[Verilen görev]
Devletin ne olduğunu tartışan yazıdan, "Eskaza aldığı krediyi" sözleriyle başlayıp "gerekli olan unsurdur." sözlerinden sonra biten bölümü hiç değiştirmeden kopyalayın.

1. Anasayfa
  2. Düşünce

Devlet Nedir?

Devlet Nedir?
0

Devlet bireyi değil sermaye kesimini korumak ve kollamak için vardır.

Devlet aslında halkın değil belli bir sermaye grubunun kurduğu şirketin adıdır. Bu şirket, bu sermaye grubunun daha çok kazanması ve bireyin de isyan etmesini önlemek amacıyla faaliyet gösterir. Bunu da güvenlik güçleri ve yargısı aracılığıyla yapar…

Sermaye kesimi enerji firmaları, telefon firmaları, bankalar ve diğer alanlarla vatandaşı soyarken, vatandaşı onların zulmünden kurtaracak bir mekanizma bulunmamaktadır.

Eskaza aldığı krediyi veremeyen veya faturalarını ödemeyene devlet efendisi sermaye kesimi adına kolluk kuvvetleri ile ilgili kişiyi yakalar ve yargısı ile te’dip eder…

Devlet, bir avuç elitin ve sermaye kesiminindir. Halk ve vatandaş ise maraba olarak çalışılmasına ihtiyaç duyulan ve üretilen ürünleri tüketmesi için tüketici olarak gerekli olan unsurdur.

Devlet, halk ile devleti karşı karşıya getirmemek için de adını siyaset olarak tanzim ettiği bir ara formülle halkı idare eder. Halk hem sorununun kaynağı hem de çözümün kaynağı olarak bu siyaset kurumunu görürken asıl sahipler tüm eleştirilerden kurtulmuş olur. Sorun büyüdüğünde demokrasi enstrümanı ile devreye girilir ve “İnsanlara yöneticilerinizi değiştirebilir ve yenisini seçebilirsiniz” diye efendilerin bizim için beğenip öne sürdüğü seçeneklerden birisini tercih ederiz ve özgür olduğumuzu düşünür, yöneticilerimizi bile değiştirme kudretine sahip olduğumuzu sanırız. Hatta daha fazla bağırırsak “Buyurun siz yönetin!” diyerek bize yönetme kapısı aralanırken aslında hiçbir şeyin değişmediğini de görmüş oluruz. Güç, İktidar ve muhalefet arasında sürekli dolaşırken muhalefetin de aslında aynı gücün yedek unsuru olduğunu yani aynı takımın yedek oyuncusu olduğunu göremeyiz… Çünkü biz bizim görmemizi istediklerini görürüz.

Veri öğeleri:
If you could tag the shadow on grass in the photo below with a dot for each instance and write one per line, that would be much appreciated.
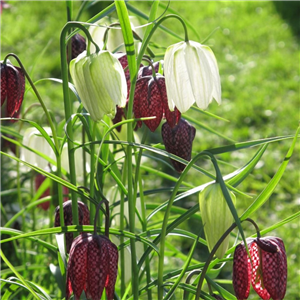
(289, 10)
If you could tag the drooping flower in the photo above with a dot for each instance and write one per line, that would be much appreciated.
(179, 140)
(150, 99)
(216, 216)
(266, 268)
(92, 266)
(12, 87)
(83, 218)
(100, 81)
(78, 44)
(192, 75)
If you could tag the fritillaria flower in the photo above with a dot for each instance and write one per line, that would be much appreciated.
(179, 140)
(150, 99)
(266, 268)
(192, 75)
(216, 216)
(83, 215)
(92, 266)
(12, 87)
(78, 45)
(100, 81)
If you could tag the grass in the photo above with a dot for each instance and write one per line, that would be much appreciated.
(257, 49)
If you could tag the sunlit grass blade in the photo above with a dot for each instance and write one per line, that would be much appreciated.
(20, 277)
(267, 192)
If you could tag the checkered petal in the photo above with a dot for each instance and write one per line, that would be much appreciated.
(179, 141)
(113, 269)
(3, 84)
(241, 277)
(275, 269)
(98, 267)
(148, 101)
(77, 266)
(257, 272)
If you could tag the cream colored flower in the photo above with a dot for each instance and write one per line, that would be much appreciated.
(192, 75)
(100, 82)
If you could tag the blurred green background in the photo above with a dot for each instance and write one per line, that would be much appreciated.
(256, 44)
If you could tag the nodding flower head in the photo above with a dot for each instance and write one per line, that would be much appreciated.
(100, 82)
(266, 268)
(192, 75)
(83, 215)
(12, 87)
(92, 266)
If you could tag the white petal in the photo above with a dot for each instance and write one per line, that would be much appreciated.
(214, 73)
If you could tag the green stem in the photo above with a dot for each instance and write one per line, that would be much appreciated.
(160, 282)
(68, 108)
(53, 130)
(92, 171)
(131, 58)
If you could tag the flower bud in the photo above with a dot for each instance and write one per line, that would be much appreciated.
(100, 81)
(83, 216)
(12, 87)
(192, 75)
(92, 266)
(216, 216)
(78, 45)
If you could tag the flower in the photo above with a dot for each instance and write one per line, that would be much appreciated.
(83, 215)
(266, 268)
(100, 81)
(150, 99)
(192, 75)
(216, 216)
(92, 266)
(179, 141)
(78, 45)
(12, 87)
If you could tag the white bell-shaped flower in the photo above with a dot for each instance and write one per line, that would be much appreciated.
(192, 75)
(100, 82)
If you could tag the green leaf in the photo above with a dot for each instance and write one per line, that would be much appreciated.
(267, 192)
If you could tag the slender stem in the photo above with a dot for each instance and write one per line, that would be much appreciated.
(68, 108)
(165, 225)
(131, 58)
(53, 130)
(93, 163)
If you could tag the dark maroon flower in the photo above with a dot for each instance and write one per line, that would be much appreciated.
(83, 216)
(92, 266)
(78, 45)
(267, 269)
(12, 87)
(218, 297)
(147, 70)
(179, 140)
(150, 99)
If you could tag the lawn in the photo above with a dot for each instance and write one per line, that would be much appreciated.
(256, 44)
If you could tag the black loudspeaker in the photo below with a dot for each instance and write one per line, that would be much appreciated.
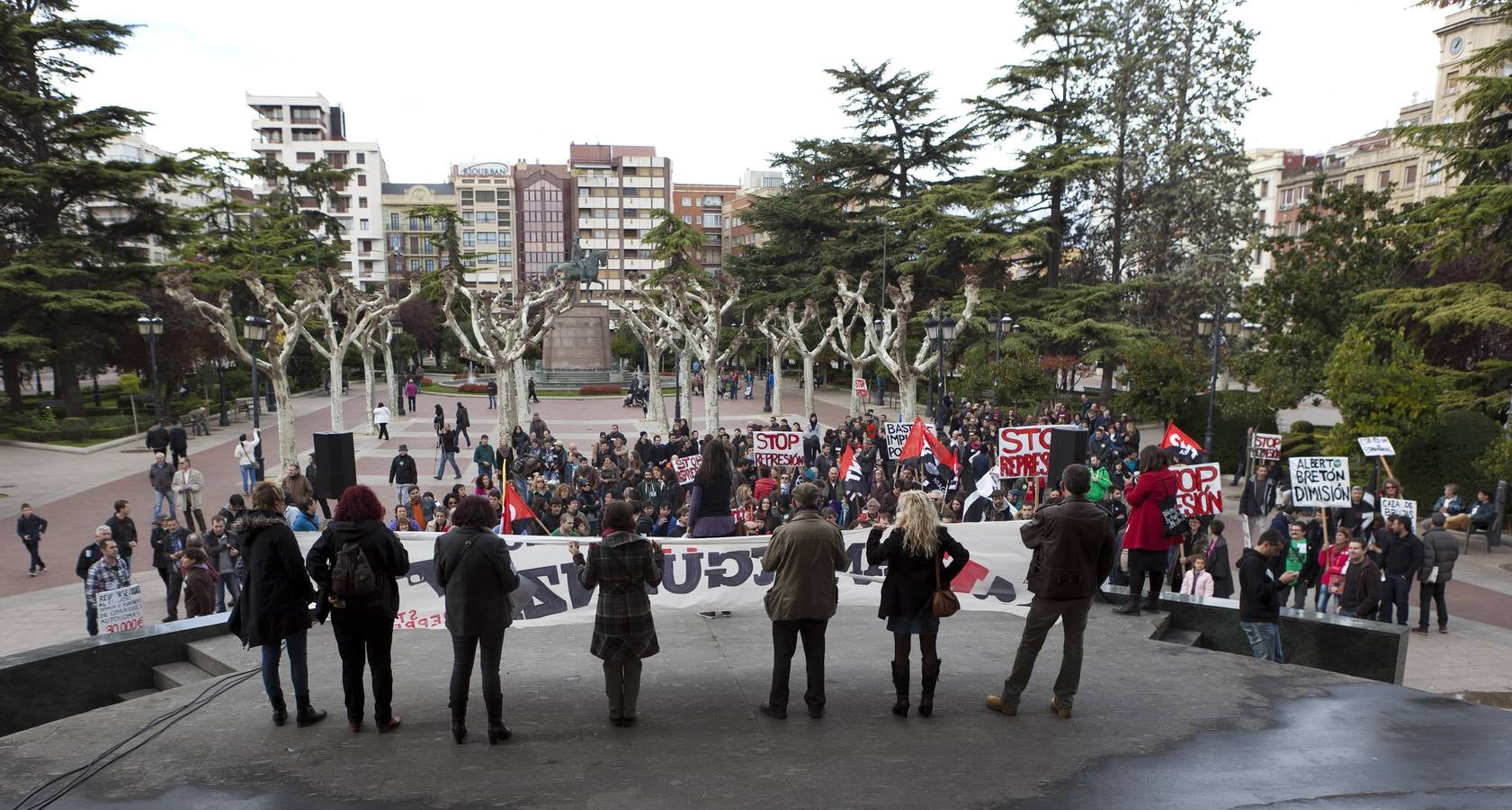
(335, 464)
(1068, 446)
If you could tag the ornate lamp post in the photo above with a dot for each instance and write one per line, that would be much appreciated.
(1232, 326)
(255, 330)
(150, 328)
(395, 328)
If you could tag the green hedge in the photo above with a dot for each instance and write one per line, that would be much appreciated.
(1445, 453)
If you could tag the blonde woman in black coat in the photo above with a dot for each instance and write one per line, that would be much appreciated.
(472, 567)
(912, 552)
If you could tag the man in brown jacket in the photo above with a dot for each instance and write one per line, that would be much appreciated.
(1074, 552)
(803, 556)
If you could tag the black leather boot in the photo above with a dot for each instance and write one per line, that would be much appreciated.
(900, 685)
(932, 676)
(308, 715)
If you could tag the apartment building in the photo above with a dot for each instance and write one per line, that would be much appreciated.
(545, 199)
(737, 235)
(1383, 161)
(702, 206)
(298, 130)
(619, 186)
(486, 202)
(408, 250)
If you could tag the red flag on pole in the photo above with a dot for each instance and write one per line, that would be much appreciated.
(850, 472)
(514, 509)
(1185, 444)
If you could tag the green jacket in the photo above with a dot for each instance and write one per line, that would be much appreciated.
(1099, 485)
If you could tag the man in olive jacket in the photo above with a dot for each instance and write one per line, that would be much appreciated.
(803, 556)
(1074, 552)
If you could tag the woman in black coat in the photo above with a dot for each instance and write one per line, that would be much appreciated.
(274, 610)
(473, 570)
(363, 624)
(912, 554)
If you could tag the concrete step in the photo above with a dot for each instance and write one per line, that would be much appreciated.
(171, 676)
(1185, 638)
(208, 661)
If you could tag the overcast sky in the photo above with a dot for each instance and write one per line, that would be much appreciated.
(715, 86)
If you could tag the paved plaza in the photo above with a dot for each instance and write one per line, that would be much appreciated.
(75, 492)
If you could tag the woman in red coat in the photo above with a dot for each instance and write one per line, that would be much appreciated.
(1145, 538)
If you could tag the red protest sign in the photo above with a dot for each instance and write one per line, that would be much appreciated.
(777, 448)
(1199, 490)
(1024, 452)
(1267, 446)
(687, 468)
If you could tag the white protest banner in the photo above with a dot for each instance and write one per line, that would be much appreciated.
(1320, 481)
(703, 574)
(777, 447)
(120, 610)
(1024, 452)
(897, 433)
(1199, 490)
(1376, 446)
(1398, 506)
(687, 466)
(1267, 446)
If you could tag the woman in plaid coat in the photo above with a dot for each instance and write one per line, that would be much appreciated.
(622, 565)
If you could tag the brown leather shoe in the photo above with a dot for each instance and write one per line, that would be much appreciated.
(1059, 709)
(997, 705)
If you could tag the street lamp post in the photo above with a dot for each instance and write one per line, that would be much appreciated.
(255, 330)
(219, 381)
(395, 328)
(1218, 338)
(151, 328)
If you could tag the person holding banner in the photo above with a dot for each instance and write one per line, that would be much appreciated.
(274, 610)
(914, 554)
(1145, 539)
(108, 572)
(710, 503)
(803, 556)
(623, 634)
(363, 623)
(473, 570)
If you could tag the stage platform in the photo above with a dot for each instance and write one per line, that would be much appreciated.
(1157, 725)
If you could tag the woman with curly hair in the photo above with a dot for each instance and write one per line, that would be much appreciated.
(363, 621)
(914, 553)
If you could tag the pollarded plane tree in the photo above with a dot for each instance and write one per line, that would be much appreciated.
(888, 335)
(502, 328)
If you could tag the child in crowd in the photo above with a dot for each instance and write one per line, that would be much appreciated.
(1198, 581)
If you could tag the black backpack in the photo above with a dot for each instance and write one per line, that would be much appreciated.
(351, 574)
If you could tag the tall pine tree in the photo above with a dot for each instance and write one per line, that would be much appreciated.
(62, 270)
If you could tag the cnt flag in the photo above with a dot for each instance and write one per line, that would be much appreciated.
(1185, 444)
(921, 441)
(850, 472)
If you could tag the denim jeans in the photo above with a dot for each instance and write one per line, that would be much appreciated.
(159, 499)
(228, 581)
(298, 670)
(1265, 641)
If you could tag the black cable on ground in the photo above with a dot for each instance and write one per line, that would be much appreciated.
(112, 754)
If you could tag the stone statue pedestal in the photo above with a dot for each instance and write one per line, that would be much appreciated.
(579, 339)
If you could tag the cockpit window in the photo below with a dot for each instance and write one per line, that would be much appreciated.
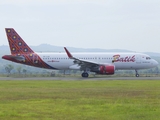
(148, 58)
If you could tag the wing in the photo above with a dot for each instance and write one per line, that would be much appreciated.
(84, 64)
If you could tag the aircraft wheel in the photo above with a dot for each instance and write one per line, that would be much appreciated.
(137, 75)
(85, 75)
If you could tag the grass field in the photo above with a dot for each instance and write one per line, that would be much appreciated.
(80, 100)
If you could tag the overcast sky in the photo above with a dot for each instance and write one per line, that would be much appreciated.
(107, 24)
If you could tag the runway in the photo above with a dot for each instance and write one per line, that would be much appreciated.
(80, 78)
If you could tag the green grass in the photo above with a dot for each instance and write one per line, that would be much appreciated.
(80, 100)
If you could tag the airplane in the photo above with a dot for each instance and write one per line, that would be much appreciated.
(99, 63)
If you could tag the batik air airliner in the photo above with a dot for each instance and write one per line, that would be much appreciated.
(100, 63)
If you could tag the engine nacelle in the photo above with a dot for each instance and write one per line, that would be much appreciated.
(105, 69)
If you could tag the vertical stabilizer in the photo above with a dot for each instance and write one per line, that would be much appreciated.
(16, 43)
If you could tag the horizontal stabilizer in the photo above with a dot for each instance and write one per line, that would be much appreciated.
(11, 57)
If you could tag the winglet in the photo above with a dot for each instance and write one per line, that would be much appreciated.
(68, 53)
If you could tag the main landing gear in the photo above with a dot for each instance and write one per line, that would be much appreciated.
(85, 74)
(137, 75)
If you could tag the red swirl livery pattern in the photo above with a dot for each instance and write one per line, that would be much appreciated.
(21, 52)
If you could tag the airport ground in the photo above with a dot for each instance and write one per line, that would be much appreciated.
(76, 98)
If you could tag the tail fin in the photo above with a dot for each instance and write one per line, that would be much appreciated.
(16, 43)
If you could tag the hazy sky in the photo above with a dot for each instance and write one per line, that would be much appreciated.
(108, 24)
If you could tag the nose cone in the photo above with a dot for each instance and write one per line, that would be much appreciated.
(155, 63)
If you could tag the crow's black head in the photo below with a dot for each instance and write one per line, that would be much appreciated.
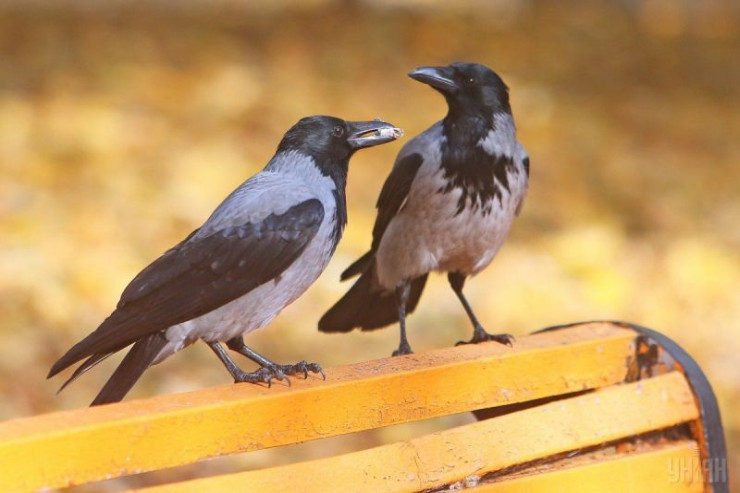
(326, 138)
(467, 87)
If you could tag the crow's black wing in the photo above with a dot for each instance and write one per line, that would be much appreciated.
(200, 275)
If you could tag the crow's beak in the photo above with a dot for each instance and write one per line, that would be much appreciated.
(440, 78)
(368, 134)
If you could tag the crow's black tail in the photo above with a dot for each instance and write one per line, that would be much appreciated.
(367, 306)
(139, 358)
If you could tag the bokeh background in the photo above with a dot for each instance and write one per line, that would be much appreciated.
(123, 124)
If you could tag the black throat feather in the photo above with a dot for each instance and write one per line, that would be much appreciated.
(466, 166)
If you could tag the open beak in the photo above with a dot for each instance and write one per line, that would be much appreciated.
(368, 134)
(440, 78)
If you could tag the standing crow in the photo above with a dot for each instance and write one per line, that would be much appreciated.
(259, 251)
(447, 205)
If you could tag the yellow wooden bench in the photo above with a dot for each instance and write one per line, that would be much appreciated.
(593, 407)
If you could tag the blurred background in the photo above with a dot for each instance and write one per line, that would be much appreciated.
(123, 124)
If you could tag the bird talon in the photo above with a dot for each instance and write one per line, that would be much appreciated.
(302, 367)
(480, 335)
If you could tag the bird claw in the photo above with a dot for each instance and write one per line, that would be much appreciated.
(264, 375)
(480, 335)
(279, 372)
(403, 348)
(302, 367)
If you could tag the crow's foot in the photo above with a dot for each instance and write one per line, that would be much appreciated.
(403, 348)
(480, 335)
(302, 367)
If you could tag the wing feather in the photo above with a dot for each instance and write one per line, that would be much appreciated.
(199, 275)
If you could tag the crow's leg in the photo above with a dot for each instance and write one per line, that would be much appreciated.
(402, 297)
(457, 281)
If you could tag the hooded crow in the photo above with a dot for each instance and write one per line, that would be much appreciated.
(257, 253)
(447, 205)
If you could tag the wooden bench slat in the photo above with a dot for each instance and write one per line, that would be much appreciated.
(443, 457)
(79, 446)
(668, 469)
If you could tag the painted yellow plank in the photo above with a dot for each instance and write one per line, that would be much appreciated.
(669, 469)
(74, 447)
(478, 448)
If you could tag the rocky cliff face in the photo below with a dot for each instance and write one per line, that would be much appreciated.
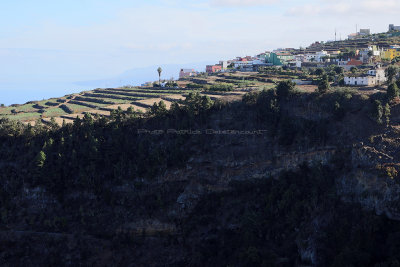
(237, 199)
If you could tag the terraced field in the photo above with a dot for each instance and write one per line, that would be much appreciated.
(102, 101)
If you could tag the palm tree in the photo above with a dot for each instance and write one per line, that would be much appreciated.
(159, 70)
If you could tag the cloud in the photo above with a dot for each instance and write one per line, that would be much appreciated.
(236, 3)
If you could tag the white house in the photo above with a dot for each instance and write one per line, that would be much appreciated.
(186, 73)
(364, 80)
(316, 57)
(372, 77)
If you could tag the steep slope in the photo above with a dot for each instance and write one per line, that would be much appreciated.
(271, 180)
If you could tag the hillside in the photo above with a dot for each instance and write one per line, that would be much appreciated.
(282, 177)
(102, 102)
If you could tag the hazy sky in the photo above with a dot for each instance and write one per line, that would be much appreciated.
(92, 39)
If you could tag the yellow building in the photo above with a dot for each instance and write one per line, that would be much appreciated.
(391, 53)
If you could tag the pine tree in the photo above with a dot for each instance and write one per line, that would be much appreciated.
(392, 91)
(40, 159)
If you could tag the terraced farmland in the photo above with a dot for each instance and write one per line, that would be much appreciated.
(102, 101)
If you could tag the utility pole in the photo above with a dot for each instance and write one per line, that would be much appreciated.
(335, 34)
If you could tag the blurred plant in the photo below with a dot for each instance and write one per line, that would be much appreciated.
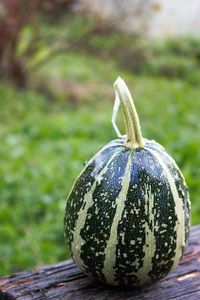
(17, 19)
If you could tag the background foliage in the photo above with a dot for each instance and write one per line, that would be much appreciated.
(61, 114)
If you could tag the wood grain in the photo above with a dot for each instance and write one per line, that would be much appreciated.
(64, 281)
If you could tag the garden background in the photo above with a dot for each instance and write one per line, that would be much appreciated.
(57, 68)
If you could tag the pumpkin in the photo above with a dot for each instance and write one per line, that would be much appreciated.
(127, 216)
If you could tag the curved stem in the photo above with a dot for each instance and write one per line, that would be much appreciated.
(133, 129)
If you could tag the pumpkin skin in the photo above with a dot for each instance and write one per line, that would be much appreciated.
(127, 216)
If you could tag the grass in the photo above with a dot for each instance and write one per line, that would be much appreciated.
(44, 145)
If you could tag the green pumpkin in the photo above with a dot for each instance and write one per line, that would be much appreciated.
(127, 216)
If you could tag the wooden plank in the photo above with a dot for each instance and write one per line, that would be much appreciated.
(64, 281)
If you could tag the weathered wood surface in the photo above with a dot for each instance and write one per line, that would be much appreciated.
(64, 281)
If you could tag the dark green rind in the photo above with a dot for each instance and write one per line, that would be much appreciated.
(82, 186)
(179, 182)
(99, 217)
(146, 171)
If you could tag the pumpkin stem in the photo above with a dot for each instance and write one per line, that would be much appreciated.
(132, 123)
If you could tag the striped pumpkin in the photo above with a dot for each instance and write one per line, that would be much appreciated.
(128, 214)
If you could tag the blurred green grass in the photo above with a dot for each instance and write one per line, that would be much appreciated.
(44, 144)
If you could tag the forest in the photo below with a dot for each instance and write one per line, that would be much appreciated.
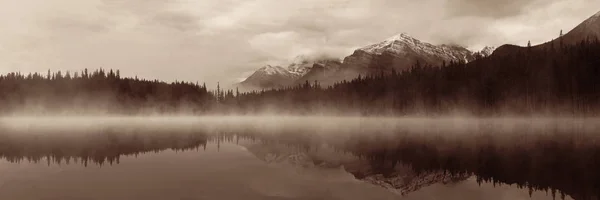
(554, 80)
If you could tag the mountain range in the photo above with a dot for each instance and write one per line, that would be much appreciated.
(396, 53)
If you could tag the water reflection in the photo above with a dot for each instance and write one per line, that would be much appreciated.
(556, 156)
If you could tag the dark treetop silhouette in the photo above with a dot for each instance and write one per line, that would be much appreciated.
(561, 79)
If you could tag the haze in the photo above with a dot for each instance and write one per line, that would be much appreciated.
(216, 40)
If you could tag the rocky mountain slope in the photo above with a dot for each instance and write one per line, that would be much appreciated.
(399, 52)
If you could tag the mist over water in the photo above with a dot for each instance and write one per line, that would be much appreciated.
(399, 156)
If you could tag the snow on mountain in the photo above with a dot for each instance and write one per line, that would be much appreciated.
(399, 52)
(273, 70)
(276, 76)
(487, 51)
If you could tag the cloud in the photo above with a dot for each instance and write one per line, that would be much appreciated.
(221, 40)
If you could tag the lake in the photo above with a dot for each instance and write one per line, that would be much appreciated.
(283, 157)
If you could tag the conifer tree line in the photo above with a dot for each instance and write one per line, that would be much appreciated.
(556, 79)
(98, 92)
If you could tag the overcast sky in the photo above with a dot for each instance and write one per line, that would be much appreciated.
(224, 40)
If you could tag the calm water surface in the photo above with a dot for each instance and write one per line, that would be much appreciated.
(241, 158)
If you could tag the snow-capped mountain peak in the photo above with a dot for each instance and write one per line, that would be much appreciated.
(405, 45)
(487, 51)
(272, 70)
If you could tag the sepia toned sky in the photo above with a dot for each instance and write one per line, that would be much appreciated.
(225, 40)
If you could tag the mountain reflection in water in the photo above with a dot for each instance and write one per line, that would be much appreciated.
(556, 156)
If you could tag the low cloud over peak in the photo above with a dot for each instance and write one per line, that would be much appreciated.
(219, 40)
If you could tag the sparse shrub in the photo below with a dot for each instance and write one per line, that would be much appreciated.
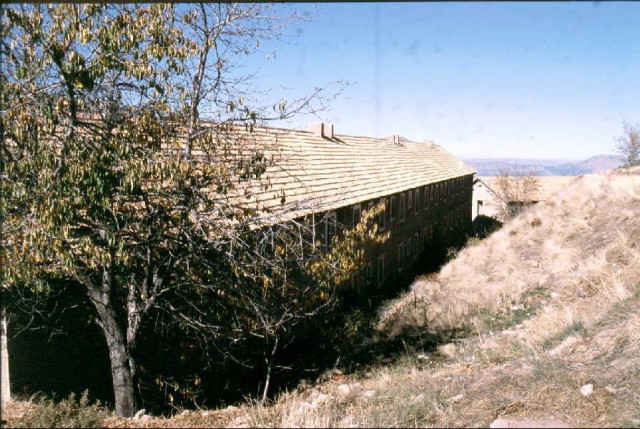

[Tamamlanan görev]
Eskaza aldığı krediyi veremeyen veya faturalarını ödemeyene devlet efendisi sermaye kesimi adına kolluk kuvvetleri ile ilgili kişiyi yakalar ve yargısı ile te’dip eder…

Devlet, bir avuç elitin ve sermaye kesiminindir. Halk ve vatandaş ise maraba olarak çalışılmasına ihtiyaç duyulan ve üretilen ürünleri tüketmesi için tüketici olarak gerekli olan unsurdur.